* _Kutipan Tulisan_:
Mohon tunggu...
Widodo Judarwanto
Widodo Judarwanto Mohon Tunggu... Dokter - Penulis Kesehatan

Dr Widodo Judarwanto, pediatrician. Telemedicine 085-77777-2765. Focus Of Interest : Asma, Alergi, Anak Mudah Sakit, Kesulitan Makan, Gangguan Makan, Gangguan Berat Badan, Gangguan Belajar, Gangguan Bicara, Gangguan Konsentrasi, Gangguan Emosi, Hiperaktif, Autisme, ADHD dan gangguan perilaku lainnya yang berkaitan dengan alergi makanan.

Selanjutnya

Tutup

Vox Pop

4 November, Mengapa Umat Islam Harus Turun ke jalan ?

31 Oktober 2016   09:27 Diperbarui: 31 Oktober 2016   10:14 832
+
Laporkan Konten
Laporkan Akun
Kompasiana adalah platform blog. Konten ini menjadi tanggung jawab bloger dan tidak mewakili pandangan redaksi Kompas.


“Sabar, sabar, sabar dan tungguItu jawaban yang kami terima . Ternyata kita harus ke jalan. Robohkan setan yang berdiri mengangkang”. Itulah lirik lagu “Bento” yang fenomenal dari legenda hidup Iwan Falls. Sayangnya saat ini sang Inspirator itu tidak segarang dulu, mungkin idealisme sudah mulai luntur saat mulai merapat ke penguasa. 

Tetapi semangat luar biasa lagu itu masih menjadi inspirasi umat muslim saat teraniaya oleh kaum penista. Umat muslim di seluruh penjuru nusantara harus turun ke jalan ketika agamanya dinista tetapi hamba hukum hanya menyuruh bersabar tetapi tidak ada kemajuan dalam tindakan hukum. Bukan hanya ulama Habib Rizieq, ulama sekaliber AA Gym, Arifin Ilham dan para ulama lainnyapun tergerak emosinya dan telah berjanji untuk turun ke jalan pada hari Jumat tanggal 4 November 2016 . Apalagi paska penistaan itu emosi umat yang diubun ubun semakin panas ketika para pendukung petahana dan kaum buzzer ada yang menganggap seperti mengobarkan perang karena dengan masif dan provokatif menyebarkan isu di medsos tentang perbedaan pendapat tafsir Quran, merendahkan MUI serta para ulama lainnya serta menyebarkan selebaran yang mengutip ayat suci beredar di banyak masjid Jakarta. Padahal itu bukan agamanya dan itu bukan panutan pemuka agamanya. Tampaknya perilaku dan ucapan petinggi hukum di replubik ini mengaduk aduk menambah luka hati umat yang semakin membara ketika hanya bisa mengulur ulur proses hukum penista.

* _Arahan Tugas_: Ketik ulang seluruh isi tulisan tentang aksi 4 November di atas, mulai dari "4 November, Mengapa" terus ke bawah sampai "merapat ke penguasa.". Kerjakan hanya dengan berpegang pada tulisan di atas.

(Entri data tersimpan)
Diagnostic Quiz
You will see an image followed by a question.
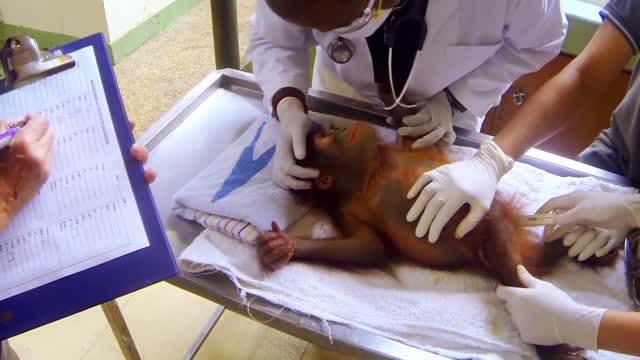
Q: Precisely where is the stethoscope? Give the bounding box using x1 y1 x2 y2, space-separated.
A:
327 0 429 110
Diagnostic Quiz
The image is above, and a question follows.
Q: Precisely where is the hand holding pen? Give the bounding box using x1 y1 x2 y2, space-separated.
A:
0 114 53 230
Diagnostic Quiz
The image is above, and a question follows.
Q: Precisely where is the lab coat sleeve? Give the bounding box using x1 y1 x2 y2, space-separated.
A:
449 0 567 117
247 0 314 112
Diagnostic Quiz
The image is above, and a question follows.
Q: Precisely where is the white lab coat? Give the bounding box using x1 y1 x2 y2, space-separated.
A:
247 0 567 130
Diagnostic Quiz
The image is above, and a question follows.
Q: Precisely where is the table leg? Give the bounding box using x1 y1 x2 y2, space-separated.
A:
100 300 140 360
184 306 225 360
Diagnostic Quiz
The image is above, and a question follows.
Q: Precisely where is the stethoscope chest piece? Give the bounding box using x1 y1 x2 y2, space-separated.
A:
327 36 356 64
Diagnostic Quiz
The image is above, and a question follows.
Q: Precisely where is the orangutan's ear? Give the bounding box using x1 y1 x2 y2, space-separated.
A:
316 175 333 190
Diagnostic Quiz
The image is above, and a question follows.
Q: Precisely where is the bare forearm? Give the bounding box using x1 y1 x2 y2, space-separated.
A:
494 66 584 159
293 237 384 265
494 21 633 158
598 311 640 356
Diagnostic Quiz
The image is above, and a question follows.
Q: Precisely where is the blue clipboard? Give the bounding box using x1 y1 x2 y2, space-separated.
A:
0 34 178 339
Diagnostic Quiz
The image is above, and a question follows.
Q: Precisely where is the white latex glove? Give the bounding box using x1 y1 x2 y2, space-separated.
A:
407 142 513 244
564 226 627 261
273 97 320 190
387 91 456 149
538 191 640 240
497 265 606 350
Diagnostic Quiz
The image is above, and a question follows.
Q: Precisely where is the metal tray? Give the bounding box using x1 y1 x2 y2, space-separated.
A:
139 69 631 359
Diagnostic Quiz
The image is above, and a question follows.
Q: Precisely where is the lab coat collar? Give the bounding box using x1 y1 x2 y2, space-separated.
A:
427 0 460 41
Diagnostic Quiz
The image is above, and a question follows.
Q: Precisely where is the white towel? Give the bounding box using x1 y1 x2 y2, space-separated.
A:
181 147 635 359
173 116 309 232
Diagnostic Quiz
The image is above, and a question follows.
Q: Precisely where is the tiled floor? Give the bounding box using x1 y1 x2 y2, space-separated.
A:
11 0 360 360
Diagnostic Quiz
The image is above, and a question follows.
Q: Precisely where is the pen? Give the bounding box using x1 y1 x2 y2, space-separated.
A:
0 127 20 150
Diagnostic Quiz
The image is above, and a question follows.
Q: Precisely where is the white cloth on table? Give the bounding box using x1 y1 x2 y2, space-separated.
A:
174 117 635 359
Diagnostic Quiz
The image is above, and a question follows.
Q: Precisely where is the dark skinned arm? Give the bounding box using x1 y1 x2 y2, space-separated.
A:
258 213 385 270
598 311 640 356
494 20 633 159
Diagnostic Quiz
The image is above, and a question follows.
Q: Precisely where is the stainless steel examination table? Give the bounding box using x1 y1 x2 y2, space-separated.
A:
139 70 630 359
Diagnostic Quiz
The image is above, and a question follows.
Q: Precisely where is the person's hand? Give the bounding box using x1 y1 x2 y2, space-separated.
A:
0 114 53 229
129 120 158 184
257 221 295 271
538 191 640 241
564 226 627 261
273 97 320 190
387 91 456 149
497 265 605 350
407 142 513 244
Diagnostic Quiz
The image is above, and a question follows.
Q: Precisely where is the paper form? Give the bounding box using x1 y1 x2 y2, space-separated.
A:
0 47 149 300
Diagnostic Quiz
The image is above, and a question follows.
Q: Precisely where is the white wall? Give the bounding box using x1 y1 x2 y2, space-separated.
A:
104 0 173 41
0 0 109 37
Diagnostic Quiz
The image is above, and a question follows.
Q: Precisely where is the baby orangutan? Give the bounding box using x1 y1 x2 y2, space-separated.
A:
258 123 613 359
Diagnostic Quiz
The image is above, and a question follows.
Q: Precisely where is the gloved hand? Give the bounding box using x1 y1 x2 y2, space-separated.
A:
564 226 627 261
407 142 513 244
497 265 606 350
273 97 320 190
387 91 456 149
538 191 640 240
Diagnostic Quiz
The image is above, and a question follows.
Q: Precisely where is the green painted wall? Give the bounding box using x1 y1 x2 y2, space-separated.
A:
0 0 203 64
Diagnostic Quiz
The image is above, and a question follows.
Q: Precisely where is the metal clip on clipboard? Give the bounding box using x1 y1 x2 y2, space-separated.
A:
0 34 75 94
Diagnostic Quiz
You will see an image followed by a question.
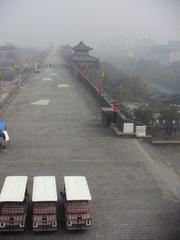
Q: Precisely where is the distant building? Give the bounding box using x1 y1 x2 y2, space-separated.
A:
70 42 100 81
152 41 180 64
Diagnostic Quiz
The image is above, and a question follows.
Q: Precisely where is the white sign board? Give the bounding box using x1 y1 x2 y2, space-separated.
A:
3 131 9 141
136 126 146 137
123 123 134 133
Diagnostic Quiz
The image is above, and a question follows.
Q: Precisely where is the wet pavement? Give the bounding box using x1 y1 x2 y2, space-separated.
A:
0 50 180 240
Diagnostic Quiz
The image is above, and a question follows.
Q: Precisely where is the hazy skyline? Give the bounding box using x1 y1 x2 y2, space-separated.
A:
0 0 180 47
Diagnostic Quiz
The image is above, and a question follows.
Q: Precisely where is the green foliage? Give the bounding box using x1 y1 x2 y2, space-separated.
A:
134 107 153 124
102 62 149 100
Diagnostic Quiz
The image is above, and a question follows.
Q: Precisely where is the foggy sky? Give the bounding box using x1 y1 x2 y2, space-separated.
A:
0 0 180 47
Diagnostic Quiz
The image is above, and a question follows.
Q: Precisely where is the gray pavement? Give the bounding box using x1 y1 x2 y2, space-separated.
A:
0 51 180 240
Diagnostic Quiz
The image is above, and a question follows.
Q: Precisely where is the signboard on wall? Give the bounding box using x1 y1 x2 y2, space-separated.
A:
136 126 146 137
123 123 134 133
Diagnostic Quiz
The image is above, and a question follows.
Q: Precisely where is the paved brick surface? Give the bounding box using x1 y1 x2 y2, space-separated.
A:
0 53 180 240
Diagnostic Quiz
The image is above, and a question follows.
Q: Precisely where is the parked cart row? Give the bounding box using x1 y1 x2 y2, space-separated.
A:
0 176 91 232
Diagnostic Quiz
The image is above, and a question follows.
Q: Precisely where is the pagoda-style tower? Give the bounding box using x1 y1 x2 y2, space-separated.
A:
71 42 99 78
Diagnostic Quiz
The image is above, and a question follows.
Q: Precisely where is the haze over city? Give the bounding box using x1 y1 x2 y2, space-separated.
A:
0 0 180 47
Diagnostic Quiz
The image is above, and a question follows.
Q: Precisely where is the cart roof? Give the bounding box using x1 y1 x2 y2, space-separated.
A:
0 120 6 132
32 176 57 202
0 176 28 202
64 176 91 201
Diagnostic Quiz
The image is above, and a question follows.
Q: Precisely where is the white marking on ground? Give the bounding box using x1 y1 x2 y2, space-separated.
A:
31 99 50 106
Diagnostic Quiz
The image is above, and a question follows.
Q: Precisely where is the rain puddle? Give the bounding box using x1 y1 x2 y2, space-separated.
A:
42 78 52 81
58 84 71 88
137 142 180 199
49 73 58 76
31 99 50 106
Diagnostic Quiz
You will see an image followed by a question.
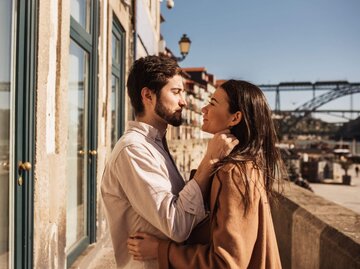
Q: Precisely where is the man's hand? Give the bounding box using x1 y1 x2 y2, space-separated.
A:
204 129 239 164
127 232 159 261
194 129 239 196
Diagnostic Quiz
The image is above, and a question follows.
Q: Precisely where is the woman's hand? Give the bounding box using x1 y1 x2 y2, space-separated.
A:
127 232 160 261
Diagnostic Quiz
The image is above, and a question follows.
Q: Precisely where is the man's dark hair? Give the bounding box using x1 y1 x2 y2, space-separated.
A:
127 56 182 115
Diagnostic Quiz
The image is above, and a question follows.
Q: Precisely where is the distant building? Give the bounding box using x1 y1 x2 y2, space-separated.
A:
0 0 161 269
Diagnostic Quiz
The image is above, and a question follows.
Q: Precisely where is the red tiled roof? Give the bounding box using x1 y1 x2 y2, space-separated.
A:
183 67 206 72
...
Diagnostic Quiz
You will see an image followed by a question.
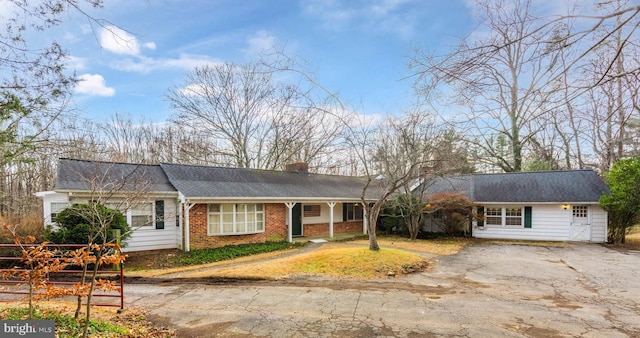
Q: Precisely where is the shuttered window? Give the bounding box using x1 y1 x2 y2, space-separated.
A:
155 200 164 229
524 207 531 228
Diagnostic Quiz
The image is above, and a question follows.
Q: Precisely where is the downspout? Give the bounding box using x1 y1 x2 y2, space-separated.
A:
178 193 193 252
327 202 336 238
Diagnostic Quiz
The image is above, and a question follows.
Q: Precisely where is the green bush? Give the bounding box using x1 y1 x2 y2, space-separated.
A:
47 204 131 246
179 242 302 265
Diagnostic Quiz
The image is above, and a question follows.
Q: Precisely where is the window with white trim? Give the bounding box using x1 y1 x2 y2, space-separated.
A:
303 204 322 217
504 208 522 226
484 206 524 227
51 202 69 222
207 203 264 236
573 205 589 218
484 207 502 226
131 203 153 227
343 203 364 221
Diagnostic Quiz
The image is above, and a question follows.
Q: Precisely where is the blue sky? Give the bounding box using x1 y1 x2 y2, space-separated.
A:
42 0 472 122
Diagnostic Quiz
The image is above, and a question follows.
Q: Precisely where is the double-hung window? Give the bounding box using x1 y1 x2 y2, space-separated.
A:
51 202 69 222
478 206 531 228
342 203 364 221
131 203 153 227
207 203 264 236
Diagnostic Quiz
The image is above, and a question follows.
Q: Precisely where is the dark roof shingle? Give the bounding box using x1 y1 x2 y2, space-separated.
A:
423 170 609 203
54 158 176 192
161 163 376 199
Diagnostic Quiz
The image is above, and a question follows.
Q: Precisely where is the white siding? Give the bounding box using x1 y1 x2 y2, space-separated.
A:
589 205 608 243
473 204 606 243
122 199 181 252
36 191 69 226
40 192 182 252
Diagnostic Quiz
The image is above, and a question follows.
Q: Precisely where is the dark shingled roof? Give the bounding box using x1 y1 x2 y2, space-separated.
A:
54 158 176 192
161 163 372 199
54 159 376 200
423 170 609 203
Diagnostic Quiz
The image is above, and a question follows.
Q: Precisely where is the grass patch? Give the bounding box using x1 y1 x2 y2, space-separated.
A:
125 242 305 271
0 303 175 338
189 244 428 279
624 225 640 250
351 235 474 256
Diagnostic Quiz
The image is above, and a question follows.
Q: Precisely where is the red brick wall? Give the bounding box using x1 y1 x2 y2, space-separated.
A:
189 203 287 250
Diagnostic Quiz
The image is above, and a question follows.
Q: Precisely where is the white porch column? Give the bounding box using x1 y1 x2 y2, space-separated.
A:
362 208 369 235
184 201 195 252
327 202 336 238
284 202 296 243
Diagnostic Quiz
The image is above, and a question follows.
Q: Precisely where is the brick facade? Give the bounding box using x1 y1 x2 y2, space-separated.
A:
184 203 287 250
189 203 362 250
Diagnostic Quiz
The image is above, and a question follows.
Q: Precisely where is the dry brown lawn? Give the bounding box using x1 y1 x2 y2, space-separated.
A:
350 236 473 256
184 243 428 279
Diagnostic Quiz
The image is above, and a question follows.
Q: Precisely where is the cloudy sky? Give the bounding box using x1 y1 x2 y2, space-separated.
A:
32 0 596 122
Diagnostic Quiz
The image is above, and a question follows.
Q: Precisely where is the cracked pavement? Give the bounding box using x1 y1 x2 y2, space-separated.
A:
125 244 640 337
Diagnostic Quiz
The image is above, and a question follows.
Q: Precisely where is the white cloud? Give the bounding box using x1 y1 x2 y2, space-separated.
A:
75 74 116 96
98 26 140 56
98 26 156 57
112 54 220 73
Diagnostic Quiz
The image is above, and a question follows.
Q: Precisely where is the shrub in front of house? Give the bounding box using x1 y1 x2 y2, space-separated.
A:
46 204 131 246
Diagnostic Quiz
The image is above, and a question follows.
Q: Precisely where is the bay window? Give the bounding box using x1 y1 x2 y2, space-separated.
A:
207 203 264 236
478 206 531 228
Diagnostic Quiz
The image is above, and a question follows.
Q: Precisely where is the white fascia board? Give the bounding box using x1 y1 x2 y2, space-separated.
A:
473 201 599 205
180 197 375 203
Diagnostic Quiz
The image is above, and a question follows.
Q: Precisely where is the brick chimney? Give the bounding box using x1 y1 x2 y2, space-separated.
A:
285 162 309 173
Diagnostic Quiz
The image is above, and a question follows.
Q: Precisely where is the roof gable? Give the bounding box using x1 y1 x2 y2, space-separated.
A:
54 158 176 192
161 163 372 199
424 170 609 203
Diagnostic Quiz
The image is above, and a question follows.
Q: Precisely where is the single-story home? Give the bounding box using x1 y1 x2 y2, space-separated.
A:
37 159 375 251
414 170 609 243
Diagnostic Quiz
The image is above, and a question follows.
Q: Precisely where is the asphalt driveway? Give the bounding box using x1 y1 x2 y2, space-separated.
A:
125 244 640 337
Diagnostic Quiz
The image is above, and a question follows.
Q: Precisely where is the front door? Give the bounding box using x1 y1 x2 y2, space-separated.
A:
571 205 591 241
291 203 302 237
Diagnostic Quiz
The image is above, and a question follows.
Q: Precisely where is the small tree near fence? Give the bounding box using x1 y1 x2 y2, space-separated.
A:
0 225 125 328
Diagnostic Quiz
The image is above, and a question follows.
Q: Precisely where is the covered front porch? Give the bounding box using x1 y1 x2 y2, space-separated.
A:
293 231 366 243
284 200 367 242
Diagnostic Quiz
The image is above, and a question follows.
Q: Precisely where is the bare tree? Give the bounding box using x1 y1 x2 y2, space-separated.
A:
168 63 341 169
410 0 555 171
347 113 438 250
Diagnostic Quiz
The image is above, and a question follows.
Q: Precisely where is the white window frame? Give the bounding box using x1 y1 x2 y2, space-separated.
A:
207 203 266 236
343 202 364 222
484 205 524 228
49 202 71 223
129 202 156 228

* _Jawaban Latihan_:
4 November, Mengapa Umat Islam Harus Turun ke jalan ?

31 Oktober 2016   09:27 Diperbarui: 31 Oktober 2016   10:14 832
+
Laporkan Konten
Laporkan Akun
Kompasiana adalah platform blog. Konten ini menjadi tanggung jawab bloger dan tidak mewakili pandangan redaksi Kompas.


“Sabar, sabar, sabar dan tungguItu jawaban yang kami terima . Ternyata kita harus ke jalan. Robohkan setan yang berdiri mengangkang”. Itulah lirik lagu “Bento” yang fenomenal dari legenda hidup Iwan Falls. Sayangnya saat ini sang Inspirator itu tidak segarang dulu, mungkin idealisme sudah mulai luntur saat mulai merapat ke penguasa.